start Data provided
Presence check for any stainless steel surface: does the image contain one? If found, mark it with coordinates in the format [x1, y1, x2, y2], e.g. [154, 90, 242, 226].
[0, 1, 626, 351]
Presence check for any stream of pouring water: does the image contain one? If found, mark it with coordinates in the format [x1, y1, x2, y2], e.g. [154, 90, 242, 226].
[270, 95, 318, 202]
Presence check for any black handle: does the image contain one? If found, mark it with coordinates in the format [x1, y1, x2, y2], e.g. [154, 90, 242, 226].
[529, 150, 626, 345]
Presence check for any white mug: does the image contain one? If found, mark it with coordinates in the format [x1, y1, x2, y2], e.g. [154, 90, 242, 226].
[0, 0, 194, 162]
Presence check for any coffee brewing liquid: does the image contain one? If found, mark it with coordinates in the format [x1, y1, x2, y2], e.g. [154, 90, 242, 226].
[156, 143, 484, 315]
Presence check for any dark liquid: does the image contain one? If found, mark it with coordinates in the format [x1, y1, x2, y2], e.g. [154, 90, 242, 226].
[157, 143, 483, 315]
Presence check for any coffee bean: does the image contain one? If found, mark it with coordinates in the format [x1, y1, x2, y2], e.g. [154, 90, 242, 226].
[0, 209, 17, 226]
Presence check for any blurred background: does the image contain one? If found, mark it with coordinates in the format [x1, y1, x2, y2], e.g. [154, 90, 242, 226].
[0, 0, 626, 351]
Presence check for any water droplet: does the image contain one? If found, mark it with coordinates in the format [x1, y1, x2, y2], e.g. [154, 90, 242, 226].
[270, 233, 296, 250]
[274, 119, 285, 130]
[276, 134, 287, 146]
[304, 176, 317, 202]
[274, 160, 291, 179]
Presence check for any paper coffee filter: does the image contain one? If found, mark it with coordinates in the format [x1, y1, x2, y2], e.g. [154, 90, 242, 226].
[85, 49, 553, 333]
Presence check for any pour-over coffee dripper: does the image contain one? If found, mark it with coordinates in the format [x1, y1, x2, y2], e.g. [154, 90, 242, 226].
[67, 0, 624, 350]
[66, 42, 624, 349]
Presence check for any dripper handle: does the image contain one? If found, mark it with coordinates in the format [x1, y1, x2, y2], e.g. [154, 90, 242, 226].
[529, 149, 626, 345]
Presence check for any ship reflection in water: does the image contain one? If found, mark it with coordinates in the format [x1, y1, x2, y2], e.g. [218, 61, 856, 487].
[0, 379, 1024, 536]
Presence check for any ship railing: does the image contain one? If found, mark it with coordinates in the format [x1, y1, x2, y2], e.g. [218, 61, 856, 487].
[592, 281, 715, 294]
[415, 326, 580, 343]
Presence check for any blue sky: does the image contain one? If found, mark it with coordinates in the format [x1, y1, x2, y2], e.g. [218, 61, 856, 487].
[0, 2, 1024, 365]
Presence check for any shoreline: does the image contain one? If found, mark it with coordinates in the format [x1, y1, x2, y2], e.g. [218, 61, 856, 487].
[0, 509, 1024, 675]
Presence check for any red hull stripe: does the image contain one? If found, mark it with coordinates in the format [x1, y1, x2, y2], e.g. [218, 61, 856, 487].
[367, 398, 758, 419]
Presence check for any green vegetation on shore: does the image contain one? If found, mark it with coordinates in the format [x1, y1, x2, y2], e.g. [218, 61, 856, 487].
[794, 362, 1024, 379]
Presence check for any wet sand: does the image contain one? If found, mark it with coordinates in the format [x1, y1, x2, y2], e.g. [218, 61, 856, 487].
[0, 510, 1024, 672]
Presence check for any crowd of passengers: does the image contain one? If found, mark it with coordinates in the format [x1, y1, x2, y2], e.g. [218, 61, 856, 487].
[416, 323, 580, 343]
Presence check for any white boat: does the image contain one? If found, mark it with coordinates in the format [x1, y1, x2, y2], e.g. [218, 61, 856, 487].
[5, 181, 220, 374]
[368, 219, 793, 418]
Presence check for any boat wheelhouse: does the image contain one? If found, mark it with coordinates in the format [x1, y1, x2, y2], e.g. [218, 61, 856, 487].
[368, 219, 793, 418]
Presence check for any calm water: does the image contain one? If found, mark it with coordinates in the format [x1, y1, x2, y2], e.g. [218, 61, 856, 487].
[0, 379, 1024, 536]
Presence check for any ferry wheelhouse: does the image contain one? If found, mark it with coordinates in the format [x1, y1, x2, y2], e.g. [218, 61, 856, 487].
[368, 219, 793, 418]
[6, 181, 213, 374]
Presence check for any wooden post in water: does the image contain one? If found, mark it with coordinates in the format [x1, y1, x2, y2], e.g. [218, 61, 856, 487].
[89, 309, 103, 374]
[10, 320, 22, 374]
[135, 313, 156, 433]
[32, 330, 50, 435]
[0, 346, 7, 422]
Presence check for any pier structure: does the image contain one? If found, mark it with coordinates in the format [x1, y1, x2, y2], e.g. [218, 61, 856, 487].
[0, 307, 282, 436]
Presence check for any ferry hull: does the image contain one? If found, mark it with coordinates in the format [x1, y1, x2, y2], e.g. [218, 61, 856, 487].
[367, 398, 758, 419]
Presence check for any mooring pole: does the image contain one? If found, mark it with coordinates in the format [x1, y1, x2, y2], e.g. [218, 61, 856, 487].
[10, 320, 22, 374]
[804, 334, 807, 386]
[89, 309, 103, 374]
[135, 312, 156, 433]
end Data provided
- [Exercise]
Copy all of the material above word for word, without changing anything.

- [Task result]
Presence check for any stainless steel surface: does the image contain one? If found, mark it with coordinates in the format [x1, y1, x2, y2], e.g. [154, 90, 242, 226].
[0, 1, 626, 351]
Presence check for any stream of pouring water: does the image contain one? If found, mark it with coordinates in the format [x1, y1, x2, y2], e.g. [154, 90, 242, 226].
[270, 95, 318, 202]
Presence check for any black handle: does the image contain one? If found, mark it with coordinates in the format [x1, y1, x2, y2], e.g. [154, 90, 242, 226].
[529, 150, 626, 345]
Presence check for any white mug: does the image contain one? If found, mark it with coordinates in the format [x1, y1, x2, y2], e.g. [154, 90, 242, 226].
[0, 0, 194, 162]
Presence check for any coffee brewing liquid: does the image contain one? If found, mark it with coordinates in the format [x1, y1, x2, y2], e.g. [154, 90, 242, 226].
[156, 143, 484, 315]
Presence check for any dark liquid: does the image contain one? If found, mark it with coordinates in the format [x1, y1, x2, y2], e.g. [154, 90, 242, 226].
[157, 143, 483, 315]
Presence check for any coffee bean: does the image contain one? If found, mark it with coordinates in the format [x1, y1, x2, y2], e.g. [154, 90, 242, 226].
[0, 209, 17, 226]
Presence check for any blurred background: does the image contain one? If found, mark it with coordinates in the format [x1, y1, x2, y2], e.g. [154, 90, 242, 226].
[0, 0, 626, 351]
Presence check for any water droplet: does the image contain one? If found, mark it with coordinates in the format [x1, y1, x2, y2], e.g. [154, 90, 242, 226].
[270, 233, 296, 250]
[274, 119, 285, 130]
[276, 134, 287, 146]
[304, 176, 317, 202]
[274, 160, 291, 179]
Presence check for any paper coffee filter: does the image contain one? If found, mark it with coordinates in the format [x1, y1, x2, y2], e.g. [154, 90, 242, 226].
[85, 49, 553, 333]
Presence check for any pour-over coffee dripper: does the image contain one? If found, mark it with coordinates in the format [x1, y1, x2, y2], e.g. [154, 90, 242, 226].
[67, 0, 624, 350]
[66, 42, 624, 349]
Presence check for any dripper handle: does the image contain one? If found, mark it with coordinates in the format [x1, y1, x2, y2], e.g. [154, 90, 242, 226].
[529, 149, 626, 345]
Presence check for any ship reflection in water: does the image contain one? If found, mark it with coordinates in the format [x1, y1, x2, y2], e.g. [218, 61, 856, 487].
[0, 379, 1024, 536]
Presence check for any ship railing: does the image contain one? If found, mark it with coordinates in the format [x1, y1, x2, y2], e.g. [218, 61, 856, 487].
[592, 281, 715, 294]
[415, 326, 580, 343]
Presence check for any blue sky: does the image contain one? If found, mark it with coordinates in the format [x1, y1, x2, y2], e.g. [218, 61, 856, 487].
[0, 2, 1024, 365]
Presence check for any shoreline: does the image contain one? If found, mark it with coordinates in the format [x1, y1, x2, y2], e.g. [218, 61, 856, 487].
[0, 509, 1024, 675]
Presence check for any red hull stripe: does the image contain one? If found, mark it with coordinates in the format [x1, y1, x2, y2], e.g. [218, 61, 856, 487].
[367, 398, 758, 419]
Presence check for any green vegetation on shore: does the image contain one? If found, mark it with coordinates in the format [x1, y1, x2, y2], e.g. [218, 61, 856, 487].
[794, 362, 1024, 379]
Presence check for any wet sand: does the image contain one? If found, mark it with coordinates in the format [x1, y1, x2, y2], e.g. [218, 61, 856, 487].
[0, 510, 1024, 672]
Presence check for any crowd of passengers: does the image contain one? If found, mark it with coordinates in the format [x1, y1, x2, y2], e.g. [218, 61, 856, 487].
[416, 323, 580, 343]
Presence check for any white boat: does the image contain one? If found, mark it with coordinates in the format [x1, y1, x2, y2], e.g. [218, 61, 856, 487].
[5, 181, 220, 374]
[368, 219, 793, 418]
Presence check for any boat wheelhouse: does the image contain one? If found, mark it with coordinates in the format [x1, y1, x2, y2], e.g. [218, 61, 856, 487].
[368, 219, 793, 418]
Presence check for any calm water: does the image contain one? If found, mark it with coordinates in the format [x1, y1, x2, y2], e.g. [218, 61, 856, 487].
[0, 379, 1024, 536]
Presence check for any ferry wheelhouse: does the image contain one? If found, mark it with coordinates in the format [x1, y1, x2, y2], e.g. [218, 61, 856, 487].
[368, 219, 793, 418]
[6, 181, 213, 374]
Presence check for any wooden post in water: does the image contain one? If found, mark it with coordinates in the format [x1, y1, x2, y2], e.g. [218, 61, 856, 487].
[89, 309, 103, 374]
[10, 320, 22, 374]
[135, 313, 156, 433]
[32, 330, 50, 435]
[0, 346, 7, 422]
Presence check for any pier structure: does the image contain one? If found, mark it with coordinates in the format [x1, y1, x2, y2], e.g. [218, 61, 856, 487].
[0, 307, 282, 436]
Presence check for any ferry hull: does the image contain one? If found, mark it with coordinates in the format [x1, y1, x2, y2], e.g. [218, 61, 856, 487].
[367, 398, 758, 419]
Presence check for any mooring pole: does the image contain one? If found, mark it with coordinates in the format [x1, y1, x2, y2], e.g. [218, 61, 856, 487].
[10, 320, 22, 374]
[804, 334, 807, 386]
[89, 309, 103, 374]
[135, 312, 156, 433]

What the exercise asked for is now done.